### EXERCISE AIM
Retype the records below exactly as they appear.
** START OF MATERIAL **
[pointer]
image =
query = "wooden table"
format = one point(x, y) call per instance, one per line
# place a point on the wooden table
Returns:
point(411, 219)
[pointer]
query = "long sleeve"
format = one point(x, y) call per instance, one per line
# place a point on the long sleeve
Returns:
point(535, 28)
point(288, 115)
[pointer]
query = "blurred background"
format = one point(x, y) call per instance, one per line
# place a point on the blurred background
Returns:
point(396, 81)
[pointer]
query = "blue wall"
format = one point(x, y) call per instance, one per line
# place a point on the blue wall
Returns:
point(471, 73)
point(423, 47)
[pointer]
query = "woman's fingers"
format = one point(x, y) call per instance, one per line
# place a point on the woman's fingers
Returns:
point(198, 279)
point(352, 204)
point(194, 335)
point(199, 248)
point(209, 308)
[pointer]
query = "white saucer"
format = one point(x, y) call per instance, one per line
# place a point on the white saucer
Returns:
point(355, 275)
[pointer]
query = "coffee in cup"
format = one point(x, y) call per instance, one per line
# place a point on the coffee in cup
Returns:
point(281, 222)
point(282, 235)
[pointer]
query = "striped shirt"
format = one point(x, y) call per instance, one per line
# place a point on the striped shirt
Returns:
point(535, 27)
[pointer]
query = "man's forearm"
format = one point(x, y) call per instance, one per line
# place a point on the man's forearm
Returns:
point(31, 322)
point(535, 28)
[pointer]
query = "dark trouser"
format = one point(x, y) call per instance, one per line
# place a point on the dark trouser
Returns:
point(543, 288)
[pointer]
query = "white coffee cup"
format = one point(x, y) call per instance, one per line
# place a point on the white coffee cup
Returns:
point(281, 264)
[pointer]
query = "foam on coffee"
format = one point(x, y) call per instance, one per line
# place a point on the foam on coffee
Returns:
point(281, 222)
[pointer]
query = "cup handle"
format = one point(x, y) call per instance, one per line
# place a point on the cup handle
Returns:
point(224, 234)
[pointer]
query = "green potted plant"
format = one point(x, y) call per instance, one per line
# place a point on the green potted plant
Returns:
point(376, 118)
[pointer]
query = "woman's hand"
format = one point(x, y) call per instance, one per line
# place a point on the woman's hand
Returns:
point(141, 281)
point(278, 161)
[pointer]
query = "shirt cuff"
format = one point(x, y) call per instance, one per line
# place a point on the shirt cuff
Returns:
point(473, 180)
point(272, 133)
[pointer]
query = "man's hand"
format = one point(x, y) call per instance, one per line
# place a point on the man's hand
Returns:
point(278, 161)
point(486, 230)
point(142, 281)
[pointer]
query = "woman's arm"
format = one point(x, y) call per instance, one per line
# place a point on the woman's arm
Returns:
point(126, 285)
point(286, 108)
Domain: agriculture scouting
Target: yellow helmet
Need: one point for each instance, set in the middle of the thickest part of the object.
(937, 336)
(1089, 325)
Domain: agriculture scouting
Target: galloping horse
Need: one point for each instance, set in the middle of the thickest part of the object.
** END OF MATERIAL **
### SOLUTION FOR THIS EXERCISE
[pointer]
image =
query = "wooden table"
format = one point(x, y) call per instance, one per line
# place a point on the wooden table
Returns:
point(411, 219)
[pointer]
query = "long sleeve"
format = one point(x, y) call per instance, one per line
# place a point on the long sleeve
Returns:
point(535, 28)
point(288, 115)
[pointer]
query = "blurred background"
format = one point(x, y) call per instance, one per line
# place a point on the blurred background
Returns:
point(396, 81)
[pointer]
query = "blue wall"
format = one point(x, y) call per instance, one per line
# place a point on the blue wall
Returns:
point(471, 73)
point(423, 47)
[pointer]
query = "woman's fingers"
format = one point(x, y) call per instance, one per line
# place a point on the woman's fingers
Returns:
point(198, 279)
point(352, 204)
point(194, 335)
point(199, 248)
point(209, 308)
[pointer]
query = "white saucer"
format = one point(x, y) call per instance, one per line
# place a point on the white saucer
Returns:
point(355, 275)
[pointer]
query = "coffee in cup"
format = one point(x, y) call per instance, one per line
# place a point on the coffee in cup
Returns:
point(281, 222)
point(282, 235)
[pointer]
query = "striped shirt"
format = one point(x, y) call per instance, one per line
# place a point on the striped shirt
Returns:
point(535, 27)
[pointer]
query = "man's forearm"
format = one point(x, y) call per instance, one per line
# place a point on the man's forearm
Returns:
point(31, 322)
point(535, 28)
[pointer]
query = "dark trouser"
format = one point(x, y) call per instance, one per line
# place a point on the dark trouser
Returns:
point(543, 288)
[pointer]
query = "white coffee cup"
format = one point(x, y) call per instance, one per line
# place a point on the white coffee cup
Returns:
point(281, 264)
[pointer]
query = "foam on coffee"
format = one point(x, y) call per instance, one per line
# place a point on the foam on coffee
Returns:
point(281, 222)
[pointer]
query = "cup handle"
format = one point(x, y) call per instance, one per line
# place a point on the cup handle
Returns:
point(224, 234)
[pointer]
query = "green potted plant"
format = one point(x, y) call per instance, one per line
# place a point on the green potted plant
Returns:
point(376, 118)
[pointer]
query = "woman's hand"
format = one point(x, y) call per instance, one per line
# place a point on the woman's hand
Returns:
point(141, 281)
point(278, 161)
[pointer]
query = "shirt cuff"
format = one point(x, y) call per instance, one per line
# place a point on the shirt cuff
Returns:
point(473, 180)
point(272, 133)
[pointer]
query = "man's hand"
format = one point(x, y) call per instance, one per line
# place a point on the man's hand
Returns:
point(278, 161)
point(486, 230)
point(142, 281)
[pointer]
query = "woman's arm"
format = one point(x, y) call per instance, one per line
# place a point on the woman's arm
Returns:
point(126, 285)
point(286, 108)
Domain: agriculture scouting
Target: yellow helmet
Need: one point for each instance, set in the middle of the thickest part of the object.
(937, 336)
(1089, 325)
Domain: agriculture scouting
Target: galloping horse
Need: one point for each instance, set in the middle of the thickest part of the object.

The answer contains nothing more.